__ABOUT THIS TASK__: Reproduce the stretch of the discussion thread below from "So there would" through "a stand-alone application." without changing a word.

__SUPPLIED PASSAGE__:
- - - - -

Closed tacman closed 3 months ago
I was actually just looking at doing that this morning on the bus! I'll see what I can do. :) This project hasn't had much attention recently. :(
I was thinking about creating a Symfony 6.4+ bundle for this. The CLI could easily go there.
The main reason I want the bundle is to be able to put the API key and secret in environment variables, and inject the service with the keys already set.
Then we can also add things like a cache expiration time.
It's MUCH easier to create a bundle in Symfony 6.4.
Would the idea with a bundle be that it'd be easier to integrate into other applications? Wouldn't that mean we should have two repos, one for the bundle and one as the actual application (i.e. this repo)?
I'm happy to to whatever's most useful!
Regardless, I think adding support for setting API details as env vars is a great idea (and could happen with or without a bundle, I think). I also want to move the default location of the config file to $XDG_CONFIG_HOME/phpflickr-cli
.
Anyway, as far as upgrading goes, I think it's time to drop PHP 7 as well. :)
If you want, I can create the initial bundle and register the command then transfer the repo back to you.
So there would be 3 repos: the library, the bundle, and a demo repo that shows off the integration.
Then the developer can run the auth command, get the credentials, and integrate it into the application.
Now that I see what the CLI does, it probably doesn't make sense to be in the bundle, as it really is a stand-alone application.
But instead of being CLI only, it could really be a Symfony app that also includes a CLI and basic UI.
FWIW, here's my use-case: https://www.flickr.com/help/forum/en-us/72157722820227503/
Some brainstorming. I see that the metadata is dumped as .yml files along side the jpg. My first thought: "Why not json?".
But the bigger idea is that the developer wants to iterate through the data and do something. Which of course they could do by calling the API directly. But if the CLI were in a Symfony bundle, the developer could registered listeners and the CLI could emit events.
Again, I'm just brainstorming here.

- - - - -

__SUPPLIED DATA__:
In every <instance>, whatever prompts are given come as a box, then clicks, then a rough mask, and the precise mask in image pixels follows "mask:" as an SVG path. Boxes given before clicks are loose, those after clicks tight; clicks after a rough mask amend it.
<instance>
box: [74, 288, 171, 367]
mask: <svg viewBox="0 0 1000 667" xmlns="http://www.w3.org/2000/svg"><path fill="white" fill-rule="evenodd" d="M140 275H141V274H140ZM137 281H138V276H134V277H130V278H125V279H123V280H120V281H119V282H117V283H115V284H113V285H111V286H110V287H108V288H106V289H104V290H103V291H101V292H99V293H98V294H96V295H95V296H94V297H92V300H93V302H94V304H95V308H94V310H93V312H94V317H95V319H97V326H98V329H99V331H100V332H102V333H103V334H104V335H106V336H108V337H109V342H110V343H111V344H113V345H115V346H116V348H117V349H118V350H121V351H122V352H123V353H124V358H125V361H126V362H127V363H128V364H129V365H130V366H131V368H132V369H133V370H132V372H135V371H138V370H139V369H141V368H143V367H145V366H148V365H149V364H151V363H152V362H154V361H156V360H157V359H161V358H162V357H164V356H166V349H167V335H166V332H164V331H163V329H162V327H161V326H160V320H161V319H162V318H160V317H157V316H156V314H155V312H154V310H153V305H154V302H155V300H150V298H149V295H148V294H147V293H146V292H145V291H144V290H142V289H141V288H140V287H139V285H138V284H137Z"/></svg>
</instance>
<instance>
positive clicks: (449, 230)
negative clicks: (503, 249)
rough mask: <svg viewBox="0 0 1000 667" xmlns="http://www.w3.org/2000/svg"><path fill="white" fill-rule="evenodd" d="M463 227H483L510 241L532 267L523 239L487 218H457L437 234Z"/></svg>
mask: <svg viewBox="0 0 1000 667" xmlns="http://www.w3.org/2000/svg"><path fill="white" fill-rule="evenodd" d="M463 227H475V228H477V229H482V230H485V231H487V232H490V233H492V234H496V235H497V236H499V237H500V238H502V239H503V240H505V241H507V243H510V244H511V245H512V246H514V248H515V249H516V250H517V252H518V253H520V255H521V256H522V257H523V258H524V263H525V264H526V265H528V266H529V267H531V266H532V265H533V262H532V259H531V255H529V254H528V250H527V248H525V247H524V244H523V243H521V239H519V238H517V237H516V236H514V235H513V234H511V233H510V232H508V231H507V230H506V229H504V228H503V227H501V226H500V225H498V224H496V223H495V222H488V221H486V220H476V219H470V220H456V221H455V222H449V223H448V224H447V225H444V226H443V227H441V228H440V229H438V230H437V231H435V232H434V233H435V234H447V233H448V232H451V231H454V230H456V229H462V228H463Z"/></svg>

- - - - -

__RESULT FOR THIS TASK__:
So there would be 3 repos: the library, the bundle, and a demo repo that shows off the integration.
Then the developer can run the auth command, get the credentials, and integrate it into the application.
Now that I see what the CLI does, it probably doesn't make sense to be in the bundle, as it really is a stand-alone application.